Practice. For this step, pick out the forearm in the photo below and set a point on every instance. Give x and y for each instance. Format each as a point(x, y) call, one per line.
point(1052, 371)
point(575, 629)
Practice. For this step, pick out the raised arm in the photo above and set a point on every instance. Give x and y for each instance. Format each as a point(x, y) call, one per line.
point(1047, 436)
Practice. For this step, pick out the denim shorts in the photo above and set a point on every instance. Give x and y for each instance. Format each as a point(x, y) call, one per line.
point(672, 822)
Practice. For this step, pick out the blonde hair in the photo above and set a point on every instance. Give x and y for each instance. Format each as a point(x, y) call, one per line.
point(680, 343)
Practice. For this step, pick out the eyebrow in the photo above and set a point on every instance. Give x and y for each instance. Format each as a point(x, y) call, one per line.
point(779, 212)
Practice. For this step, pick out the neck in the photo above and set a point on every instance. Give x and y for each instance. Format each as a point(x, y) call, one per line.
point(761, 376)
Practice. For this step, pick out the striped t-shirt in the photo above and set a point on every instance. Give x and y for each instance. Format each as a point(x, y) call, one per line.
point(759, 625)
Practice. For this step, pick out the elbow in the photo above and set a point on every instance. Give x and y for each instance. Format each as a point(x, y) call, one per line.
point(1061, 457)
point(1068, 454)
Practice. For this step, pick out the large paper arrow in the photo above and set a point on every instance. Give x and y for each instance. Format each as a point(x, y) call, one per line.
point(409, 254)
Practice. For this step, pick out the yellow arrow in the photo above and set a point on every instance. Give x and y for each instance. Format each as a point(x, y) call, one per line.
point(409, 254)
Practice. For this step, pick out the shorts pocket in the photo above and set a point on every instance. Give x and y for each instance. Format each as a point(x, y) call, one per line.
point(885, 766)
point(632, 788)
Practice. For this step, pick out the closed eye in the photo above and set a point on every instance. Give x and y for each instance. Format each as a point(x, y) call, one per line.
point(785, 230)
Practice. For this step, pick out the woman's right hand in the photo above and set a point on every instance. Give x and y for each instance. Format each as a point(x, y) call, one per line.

> _EXERCISE TASK_: Recast every line of the records above as a numbered list, omitting any blank lines.

> _EXERCISE SOLUTION_:
1. Practice. For this step, pick out the forearm in the photo below and set a point on every instance. Give x and y for each instance. Format each as a point(x, y) call, one per line.
2. point(1052, 371)
3. point(575, 629)
4. Practice. For this step, pick out the raised arm in the photo above and set a point on every instance. Give x and y for each instance. Format each as a point(x, y) call, one per line.
5. point(1047, 436)
6. Practice. For this step, pick out the denim shorts in the photo above and set a point on every instance. Give x and y for each instance. Format each as a point(x, y) call, one per line.
7. point(672, 822)
8. Practice. For this step, pick out the blonde hair in the photo above and set a point on every instance. Give x and y for each instance. Format each as a point(x, y) call, one per line.
9. point(680, 343)
10. Practice. For this step, pick out the eyebrow in the photo above and set a point on every instance. Give x and y for each instance. Format each as a point(x, y) call, one per line.
11. point(779, 212)
12. Practice. For this step, pick out the neck in the photo above and set a point on every instance. Give x and y for each instance. Format each as a point(x, y) call, one per line.
13. point(761, 376)
14. Practice. For this step, pick out the striped t-shirt in the photo above and set a point on every instance. Give x and y for each instance. Format each as a point(x, y) call, one per line.
15. point(759, 625)
16. Practice. For this step, pick out the elbow in the photo above and set a point on every instance. Give x and y for each instance. Format each as a point(x, y) call, one per line.
17. point(1061, 457)
18. point(1068, 454)
19. Practice. For this step, pick out the large paper arrow in the photo above and set a point on every instance. Give x and y for each instance. Format each as a point(x, y) call, one per line.
20. point(409, 254)
21. Practice. For this step, pick out the yellow arrow in the photo above and set a point on every instance. Give x and y for each instance. Format each as a point(x, y) call, one per line.
22. point(409, 254)
23. Practice. For this step, pick out the shorts pocket in the photo above and set a point on every instance. Give x and y for each instance. Format each as a point(x, y) call, one per line.
24. point(885, 766)
25. point(632, 788)
26. Practice. For this step, pick out the closed eye in the photo above and set a point on every instance. Give x and y for each instance. Format each as a point(x, y) call, one per line.
27. point(785, 230)
28. Practice. For this step, pick out the woman's right hand in the photo above and set a point on every instance. Give x and y for each instance. Format each as a point(x, y) call, one per line.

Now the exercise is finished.